§ Stated exercise
Set down every entry word for word. Omit the pictures.

§ Source data
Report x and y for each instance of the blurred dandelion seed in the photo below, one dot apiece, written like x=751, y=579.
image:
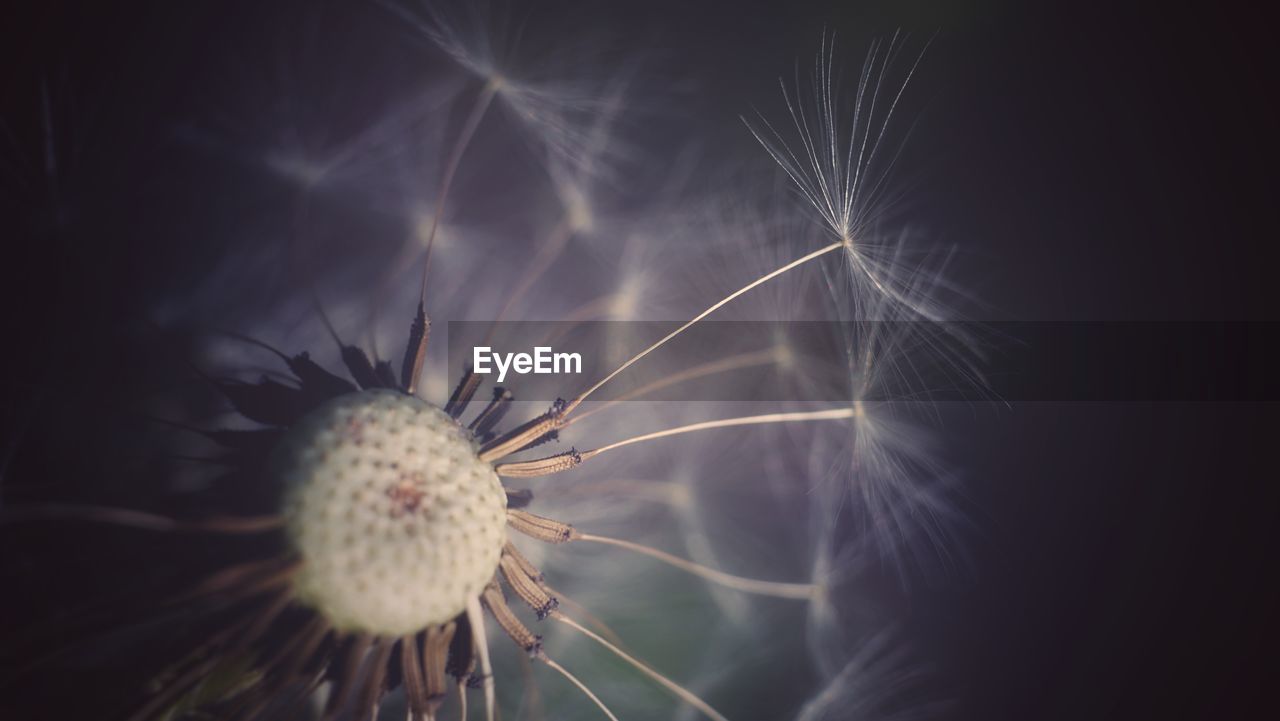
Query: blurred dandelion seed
x=393, y=546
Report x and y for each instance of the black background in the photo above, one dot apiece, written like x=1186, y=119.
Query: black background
x=1095, y=164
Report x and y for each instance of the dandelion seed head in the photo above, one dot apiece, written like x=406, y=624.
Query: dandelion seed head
x=397, y=520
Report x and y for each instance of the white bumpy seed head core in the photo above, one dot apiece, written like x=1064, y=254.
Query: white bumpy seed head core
x=397, y=520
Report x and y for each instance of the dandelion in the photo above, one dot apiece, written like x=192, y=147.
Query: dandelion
x=379, y=538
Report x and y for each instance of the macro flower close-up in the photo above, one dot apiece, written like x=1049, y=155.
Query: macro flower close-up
x=446, y=360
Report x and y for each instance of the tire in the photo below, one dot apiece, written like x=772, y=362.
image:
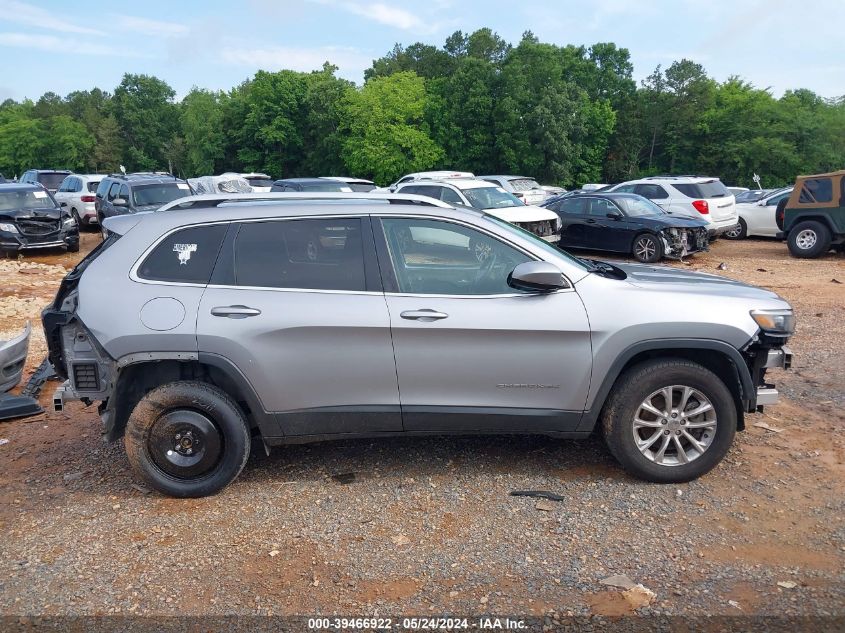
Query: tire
x=739, y=232
x=647, y=248
x=809, y=239
x=713, y=429
x=187, y=415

§ The reply
Report x and y for each instance of the blurred dandelion seed in the photo below, one dot apiece, written like x=751, y=579.
image:
Query: blurred dandelion seed
x=393, y=546
Report x and y for each instance of the black background in the photo above, one dot apiece, written like x=1186, y=119.
Query: black background
x=1095, y=164
Report x and y for each instance of the dandelion seed head in the photo above, one dot apiece, written like x=406, y=624.
Query: dandelion seed head
x=397, y=520
Report x and y for each instance of the white bumpy seed head core in the photo above, one dot apiece, written like x=1064, y=254.
Query: white bumpy seed head core
x=397, y=520
Report x and y for each instance of the dandelion in the photo above, one dot apiece, written like x=192, y=147.
Query: dandelion
x=379, y=538
Report x and y for each instance of the macro flower close-up in the photo above, one dot apiece, written like x=1049, y=155.
Query: macro flower close-up
x=446, y=360
Report x and y for each instance of the tire in the photo below, one dot apiece, written like x=772, y=362.
image:
Query: tire
x=739, y=232
x=647, y=248
x=809, y=239
x=713, y=429
x=187, y=415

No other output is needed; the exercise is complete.